Work item: Copy the article about the coronavirus test dispute word for word, from "Then in late" down to "public health crisis.".

Health and Human Services Secretary Alex Azar led an escalating pressure campaign against his own Food and Drug Administration this spring and summer, urging the agency to abandon its responsibility for ensuring the safety and accuracy of a range of coronavirus tests as the pandemic raged.
Then in late August, Azar took matters into his own hands. Overriding objections from FDA chief Stephen Hahn, Azar revoked the agency’s ability to check the quality of tests developed by individual labs for their own use, according to seven current and former administration officials with knowledge of the decision.
The unilateral policy change — which applies to “lab-developed” tests for a wide range of diseases, including Covid-19 — had been long sought by commercial, university and public health labs in the name of greater flexibility. But Hahn viewed the move as inappropriate and ill-timed because it removed safeguards designed to prevent inaccurate tests from flooding the market during a public health crisis.
That could have disastrous consequences as the country struggles to bring its coronavirus outbreak under control. False negative results could mislead some people with Covid-19 into thinking they’re free of the virus and can’t infect others. False positive results could spark unnecessary contact tracing efforts that sap already stretched resources.
Nearly a dozen current and former Trump administration officials and others with knowledge of the matter told POLITICO that the fight over lab-developed tests has driven a wedge between the agency and the health department. At some points the dispute was so intense that it boiled over into screaming matches between Azar and Hahn, four of the sources said. And FDA’s device chief, Jeff Shuren, was cut out of crucial HHS meetings leading up the policy shift.
Azar’s decision is the latest example of Trump administration appointees overruling experts at public health agencies. It comes at a particularly perilous time for the FDA, which is struggling to balance President Donald Trump’s push for a coronavirus vaccine by Election Day with public fears that the agency will rubber stamp an ineffective or even dangerous shot.
“I’ve never seen such a complete political overruling of the agency,” said one former HHS official. “It makes me worried about what’s to come.”

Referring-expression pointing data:
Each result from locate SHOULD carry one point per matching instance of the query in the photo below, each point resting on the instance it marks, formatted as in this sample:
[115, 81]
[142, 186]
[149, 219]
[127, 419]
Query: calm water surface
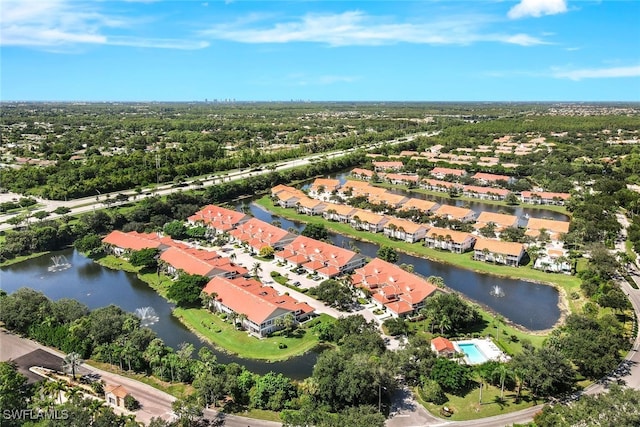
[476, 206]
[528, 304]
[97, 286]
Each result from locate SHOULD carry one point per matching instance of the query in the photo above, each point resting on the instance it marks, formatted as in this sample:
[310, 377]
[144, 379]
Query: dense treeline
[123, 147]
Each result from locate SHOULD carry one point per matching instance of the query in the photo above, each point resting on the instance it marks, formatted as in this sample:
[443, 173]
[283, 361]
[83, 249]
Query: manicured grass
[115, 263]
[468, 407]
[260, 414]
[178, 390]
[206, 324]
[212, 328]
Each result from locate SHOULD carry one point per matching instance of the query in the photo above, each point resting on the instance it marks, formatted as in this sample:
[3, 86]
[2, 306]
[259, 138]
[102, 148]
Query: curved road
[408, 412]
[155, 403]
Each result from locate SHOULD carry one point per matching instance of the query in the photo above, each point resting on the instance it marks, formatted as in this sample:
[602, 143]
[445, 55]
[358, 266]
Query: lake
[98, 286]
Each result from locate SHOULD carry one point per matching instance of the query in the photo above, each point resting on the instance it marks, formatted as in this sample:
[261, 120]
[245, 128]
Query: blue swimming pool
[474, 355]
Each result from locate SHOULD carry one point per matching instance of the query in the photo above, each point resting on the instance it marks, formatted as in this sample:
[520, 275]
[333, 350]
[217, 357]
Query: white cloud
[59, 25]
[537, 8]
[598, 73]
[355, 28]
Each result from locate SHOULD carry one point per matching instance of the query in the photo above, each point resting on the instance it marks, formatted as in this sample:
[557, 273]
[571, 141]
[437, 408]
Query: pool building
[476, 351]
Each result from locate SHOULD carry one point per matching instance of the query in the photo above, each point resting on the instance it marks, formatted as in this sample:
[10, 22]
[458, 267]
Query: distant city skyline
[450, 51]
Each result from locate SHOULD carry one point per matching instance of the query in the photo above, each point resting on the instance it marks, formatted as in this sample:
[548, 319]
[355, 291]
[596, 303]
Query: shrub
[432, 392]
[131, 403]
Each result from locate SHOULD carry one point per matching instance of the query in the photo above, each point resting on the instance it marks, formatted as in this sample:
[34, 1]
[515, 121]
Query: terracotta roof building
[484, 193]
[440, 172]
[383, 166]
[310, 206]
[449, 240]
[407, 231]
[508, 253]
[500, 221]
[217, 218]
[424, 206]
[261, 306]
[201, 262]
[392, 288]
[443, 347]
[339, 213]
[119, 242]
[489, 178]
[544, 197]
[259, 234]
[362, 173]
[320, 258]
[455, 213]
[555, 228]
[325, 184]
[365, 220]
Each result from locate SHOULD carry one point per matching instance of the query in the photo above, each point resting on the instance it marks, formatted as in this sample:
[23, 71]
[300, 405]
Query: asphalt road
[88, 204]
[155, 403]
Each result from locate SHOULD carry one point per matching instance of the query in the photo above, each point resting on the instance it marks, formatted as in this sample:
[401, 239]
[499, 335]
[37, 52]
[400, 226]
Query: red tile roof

Reply:
Then in late August, Azar took matters into his own hands. Overriding objections from FDA chief Stephen Hahn, Azar revoked the agency’s ability to check the quality of tests developed by individual labs for their own use, according to seven current and former administration officials with knowledge of the decision.
The unilateral policy change — which applies to “lab-developed” tests for a wide range of diseases, including Covid-19 — had been long sought by commercial, university and public health labs in the name of greater flexibility. But Hahn viewed the move as inappropriate and ill-timed because it removed safeguards designed to prevent inaccurate tests from flooding the market during a public health crisis.